• _ASSIGNMENT_:
All of the data below should come back exactly as written, minus its images.

━━━ RECORD EXCERPTS ━━━

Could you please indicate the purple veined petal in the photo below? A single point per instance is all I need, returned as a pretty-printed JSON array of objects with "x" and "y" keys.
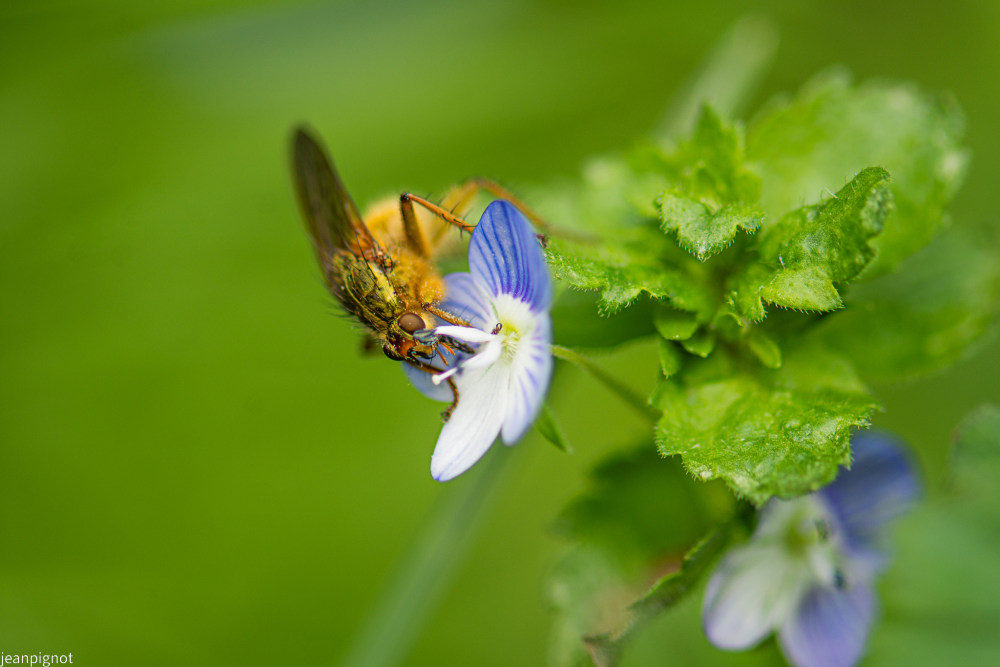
[
  {"x": 880, "y": 485},
  {"x": 529, "y": 379},
  {"x": 829, "y": 628},
  {"x": 474, "y": 425},
  {"x": 505, "y": 257},
  {"x": 466, "y": 300},
  {"x": 751, "y": 592}
]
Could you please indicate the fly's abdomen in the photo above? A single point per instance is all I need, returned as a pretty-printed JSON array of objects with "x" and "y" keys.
[{"x": 365, "y": 291}]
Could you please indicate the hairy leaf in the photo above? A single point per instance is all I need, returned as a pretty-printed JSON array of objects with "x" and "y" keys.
[
  {"x": 809, "y": 145},
  {"x": 782, "y": 432}
]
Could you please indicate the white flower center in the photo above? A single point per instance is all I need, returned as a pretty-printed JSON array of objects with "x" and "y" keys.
[{"x": 515, "y": 321}]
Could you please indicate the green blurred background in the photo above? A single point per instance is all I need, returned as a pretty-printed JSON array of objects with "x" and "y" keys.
[{"x": 196, "y": 464}]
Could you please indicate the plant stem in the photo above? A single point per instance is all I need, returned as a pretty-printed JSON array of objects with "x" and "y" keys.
[
  {"x": 423, "y": 574},
  {"x": 727, "y": 77},
  {"x": 630, "y": 397}
]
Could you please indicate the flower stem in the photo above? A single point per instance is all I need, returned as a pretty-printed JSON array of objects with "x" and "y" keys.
[
  {"x": 630, "y": 397},
  {"x": 408, "y": 600}
]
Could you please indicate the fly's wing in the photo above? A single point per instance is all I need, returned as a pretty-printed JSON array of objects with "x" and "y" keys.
[{"x": 331, "y": 216}]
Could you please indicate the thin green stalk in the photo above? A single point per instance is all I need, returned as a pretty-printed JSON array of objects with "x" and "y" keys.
[
  {"x": 423, "y": 574},
  {"x": 624, "y": 392},
  {"x": 727, "y": 77}
]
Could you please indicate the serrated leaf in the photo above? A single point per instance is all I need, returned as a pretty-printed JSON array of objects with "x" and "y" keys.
[
  {"x": 578, "y": 323},
  {"x": 976, "y": 458},
  {"x": 702, "y": 231},
  {"x": 623, "y": 273},
  {"x": 548, "y": 427},
  {"x": 782, "y": 432},
  {"x": 802, "y": 288},
  {"x": 924, "y": 316},
  {"x": 767, "y": 351},
  {"x": 832, "y": 129},
  {"x": 670, "y": 358},
  {"x": 941, "y": 593},
  {"x": 822, "y": 246}
]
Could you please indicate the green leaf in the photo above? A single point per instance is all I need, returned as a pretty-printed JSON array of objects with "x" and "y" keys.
[
  {"x": 701, "y": 344},
  {"x": 702, "y": 231},
  {"x": 625, "y": 526},
  {"x": 782, "y": 432},
  {"x": 819, "y": 247},
  {"x": 546, "y": 425},
  {"x": 940, "y": 595},
  {"x": 924, "y": 316},
  {"x": 832, "y": 129},
  {"x": 623, "y": 271},
  {"x": 675, "y": 324},
  {"x": 764, "y": 348},
  {"x": 670, "y": 358},
  {"x": 673, "y": 587},
  {"x": 712, "y": 164}
]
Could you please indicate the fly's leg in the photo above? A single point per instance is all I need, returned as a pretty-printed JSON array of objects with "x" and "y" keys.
[
  {"x": 458, "y": 198},
  {"x": 427, "y": 368},
  {"x": 461, "y": 196},
  {"x": 414, "y": 235}
]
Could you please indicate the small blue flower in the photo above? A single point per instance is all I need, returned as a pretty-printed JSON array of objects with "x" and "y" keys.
[
  {"x": 808, "y": 571},
  {"x": 505, "y": 298}
]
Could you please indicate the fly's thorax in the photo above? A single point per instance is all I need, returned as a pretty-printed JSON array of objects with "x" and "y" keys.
[
  {"x": 366, "y": 291},
  {"x": 415, "y": 279}
]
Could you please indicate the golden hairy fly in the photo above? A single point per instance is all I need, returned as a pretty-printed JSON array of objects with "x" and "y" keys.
[{"x": 381, "y": 268}]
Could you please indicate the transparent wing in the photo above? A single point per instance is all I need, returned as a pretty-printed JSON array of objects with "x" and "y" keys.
[{"x": 331, "y": 217}]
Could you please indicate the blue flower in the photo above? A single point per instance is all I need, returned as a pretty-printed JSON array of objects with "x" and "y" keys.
[
  {"x": 808, "y": 571},
  {"x": 505, "y": 298}
]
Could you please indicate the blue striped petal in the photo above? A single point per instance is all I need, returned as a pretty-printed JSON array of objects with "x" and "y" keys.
[
  {"x": 829, "y": 628},
  {"x": 880, "y": 485},
  {"x": 506, "y": 258},
  {"x": 466, "y": 300}
]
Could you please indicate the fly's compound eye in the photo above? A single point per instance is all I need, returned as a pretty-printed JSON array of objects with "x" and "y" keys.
[{"x": 411, "y": 323}]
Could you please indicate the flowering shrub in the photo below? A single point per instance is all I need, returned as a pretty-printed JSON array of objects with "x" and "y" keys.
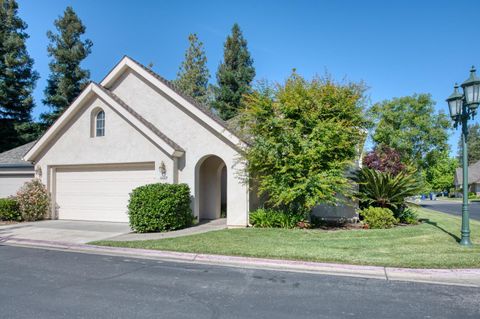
[
  {"x": 33, "y": 200},
  {"x": 9, "y": 209},
  {"x": 384, "y": 159}
]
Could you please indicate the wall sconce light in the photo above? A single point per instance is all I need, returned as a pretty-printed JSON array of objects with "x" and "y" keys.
[{"x": 163, "y": 170}]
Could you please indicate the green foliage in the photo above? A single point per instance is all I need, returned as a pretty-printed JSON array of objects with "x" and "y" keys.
[
  {"x": 234, "y": 76},
  {"x": 33, "y": 200},
  {"x": 160, "y": 207},
  {"x": 304, "y": 136},
  {"x": 440, "y": 175},
  {"x": 193, "y": 74},
  {"x": 408, "y": 216},
  {"x": 378, "y": 217},
  {"x": 67, "y": 50},
  {"x": 17, "y": 77},
  {"x": 382, "y": 189},
  {"x": 473, "y": 145},
  {"x": 9, "y": 209},
  {"x": 268, "y": 218},
  {"x": 411, "y": 126}
]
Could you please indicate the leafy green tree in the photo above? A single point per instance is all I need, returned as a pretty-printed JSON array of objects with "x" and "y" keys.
[
  {"x": 234, "y": 76},
  {"x": 473, "y": 145},
  {"x": 303, "y": 137},
  {"x": 17, "y": 77},
  {"x": 67, "y": 78},
  {"x": 440, "y": 175},
  {"x": 193, "y": 74},
  {"x": 411, "y": 125}
]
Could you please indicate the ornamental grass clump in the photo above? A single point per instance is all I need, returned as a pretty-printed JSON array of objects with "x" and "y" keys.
[
  {"x": 378, "y": 218},
  {"x": 33, "y": 201}
]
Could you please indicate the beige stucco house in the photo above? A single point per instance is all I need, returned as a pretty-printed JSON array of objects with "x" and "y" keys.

━━━

• _ANSWER TO THE PROBLEM_:
Could you please indicate the purple veined petal in the photo below? A single point per instance is all I need, returned as a pretty-printed JSON array of objects with "x" and "y" keys.
[
  {"x": 880, "y": 485},
  {"x": 529, "y": 379},
  {"x": 829, "y": 628},
  {"x": 474, "y": 425},
  {"x": 505, "y": 257},
  {"x": 466, "y": 300},
  {"x": 751, "y": 592}
]
Could you please indicate the fly's abdomen in the photo above? A single point per instance is all I need, returned as a pretty-printed JSON array of objects with "x" and "y" keys.
[{"x": 365, "y": 291}]
Could you please indicate the hairy leaf in the photo above? A single point per instance is all I need, returned as a pretty-printed JSON array of objects with "x" and "y" keys.
[
  {"x": 809, "y": 145},
  {"x": 782, "y": 432}
]
Could you please indicate the white flower center in the photo above? A single point per instance is all I need, returned as a pretty-printed JSON array of objects with "x" and "y" keys.
[{"x": 515, "y": 321}]
Could you please indicate the green blurred background in the photo above? A single point per instance is all I need, returned as a pretty-printed JSON array of objects with "x" and "y" keys.
[{"x": 196, "y": 464}]
Could you please indicate the plant stem in the photo above? A single point per instance is all I need, returned as a pretty-printed JSON array of objects with "x" and "y" keys.
[
  {"x": 423, "y": 574},
  {"x": 727, "y": 77},
  {"x": 630, "y": 397}
]
Could you please indicate the flower stem in the photo above? A single point per instance is all I need, returned as a pretty-printed JSON array of objects with "x" and "y" keys.
[
  {"x": 630, "y": 397},
  {"x": 408, "y": 600}
]
Could you please indicate the fly's wing in the photo above? A single point per instance is all I need, returned as a pretty-printed JSON array of objects with "x" and "y" keys.
[{"x": 331, "y": 216}]
Could you please indicate the thin green stalk in the photo above? A single point per instance is all I need, returned as a pretty-printed JSON array of objects with "x" and "y" keys.
[
  {"x": 423, "y": 574},
  {"x": 624, "y": 392},
  {"x": 727, "y": 77}
]
Could you please indicate the serrated leaf in the photo above? A single point per instance is all I need, returned as a pretty-printed JSON array of objects with "x" and "y" keys.
[
  {"x": 578, "y": 323},
  {"x": 976, "y": 458},
  {"x": 702, "y": 231},
  {"x": 623, "y": 273},
  {"x": 548, "y": 427},
  {"x": 782, "y": 432},
  {"x": 802, "y": 288},
  {"x": 924, "y": 316},
  {"x": 767, "y": 351},
  {"x": 832, "y": 129},
  {"x": 670, "y": 358},
  {"x": 941, "y": 593},
  {"x": 822, "y": 246}
]
Could you please indicate the green leaf in the photo above? A single point per instance is all I need, returned as a pretty-printed JSON array of objects with "x" and "y" keys.
[
  {"x": 701, "y": 344},
  {"x": 702, "y": 231},
  {"x": 625, "y": 526},
  {"x": 782, "y": 432},
  {"x": 819, "y": 247},
  {"x": 546, "y": 425},
  {"x": 940, "y": 595},
  {"x": 924, "y": 316},
  {"x": 832, "y": 129},
  {"x": 623, "y": 271},
  {"x": 675, "y": 324},
  {"x": 764, "y": 348},
  {"x": 670, "y": 358},
  {"x": 673, "y": 587},
  {"x": 712, "y": 164}
]
Could you please indicate the fly's leg in the photo above? A single point per instance is all I need, returned as a pretty-printed JSON array of objects with "x" and "y" keys.
[
  {"x": 458, "y": 198},
  {"x": 427, "y": 368},
  {"x": 461, "y": 196},
  {"x": 414, "y": 235}
]
Could you please indicate the small blue flower in the photo above? A single point per instance is all I need, returned as a pretty-printed JSON array of objects with "x" and "y" keys.
[
  {"x": 808, "y": 571},
  {"x": 505, "y": 298}
]
Could you please indicate the fly's thorax in the photo above? A single point per instance is all I need, returned as a pretty-printed JSON array of objects with "x" and "y" keys.
[
  {"x": 366, "y": 291},
  {"x": 415, "y": 279}
]
Could you please indicate the golden hairy fly in the photo above? A single point per instance is all I need, returned as a pretty-printed JSON array of objects with "x" and "y" keys.
[{"x": 381, "y": 268}]
Could you please indicate the transparent wing in the photo above? A single point per instance is all I need, returned as a pretty-printed JSON array of objects with "x" and "y" keys.
[{"x": 331, "y": 217}]
Could you please indicate the blue flower in the photo above? A single point per instance is all I need, returned as a pretty-printed JSON array of objects with "x" and "y" keys.
[
  {"x": 808, "y": 571},
  {"x": 505, "y": 298}
]
Could you please indicate the blue striped petal in the photo above? A single point per instance is all I need, returned as a pretty-printed JSON array of objects with "x" and "y" keys.
[
  {"x": 829, "y": 628},
  {"x": 880, "y": 485},
  {"x": 506, "y": 258},
  {"x": 466, "y": 300}
]
Could you please indicate the fly's compound eye in the photo above? A single point per instance is all I need, returned as a pretty-printed JSON array of objects with "x" and "y" keys.
[{"x": 411, "y": 323}]
Could you please indicate the flowering shrub in the photo below? A single point per instance is all I need, returned as a pretty-printed JSON array of objects with "x" and "y" keys.
[
  {"x": 33, "y": 200},
  {"x": 9, "y": 209},
  {"x": 384, "y": 159}
]
Could you please indicate the wall sconce light in the photo above? A single point per instance is all I need, returned as a pretty-printed JSON array of objects with "x" and "y" keys.
[{"x": 163, "y": 170}]
Could you please indicate the green foliage in the photo above? A single point per instance is all I need, returned as a pretty-printed JSON array of objects with "x" and "y" keys.
[
  {"x": 234, "y": 76},
  {"x": 33, "y": 200},
  {"x": 160, "y": 207},
  {"x": 304, "y": 136},
  {"x": 440, "y": 175},
  {"x": 193, "y": 74},
  {"x": 408, "y": 216},
  {"x": 378, "y": 217},
  {"x": 67, "y": 50},
  {"x": 17, "y": 77},
  {"x": 382, "y": 189},
  {"x": 473, "y": 145},
  {"x": 9, "y": 209},
  {"x": 268, "y": 218},
  {"x": 411, "y": 126}
]
Could you please indicate the leafy green tree in the photo above? A single point per instance is all I need, returned as a pretty-printed JSON array of objects with "x" and "y" keys.
[
  {"x": 234, "y": 76},
  {"x": 473, "y": 145},
  {"x": 303, "y": 137},
  {"x": 17, "y": 77},
  {"x": 67, "y": 78},
  {"x": 440, "y": 175},
  {"x": 193, "y": 74},
  {"x": 411, "y": 125}
]
Could you please indicate the ornamental grass clump in the photo above? A single point per instance is all I need, returned as a pretty-printed JSON array of objects with "x" and "y" keys.
[
  {"x": 378, "y": 218},
  {"x": 33, "y": 201}
]
Could you please indicate the beige stucco house in the photo above? A single point per instance is all I need, returned as a pretty-printed JSON array of objects with "x" and "y" keys.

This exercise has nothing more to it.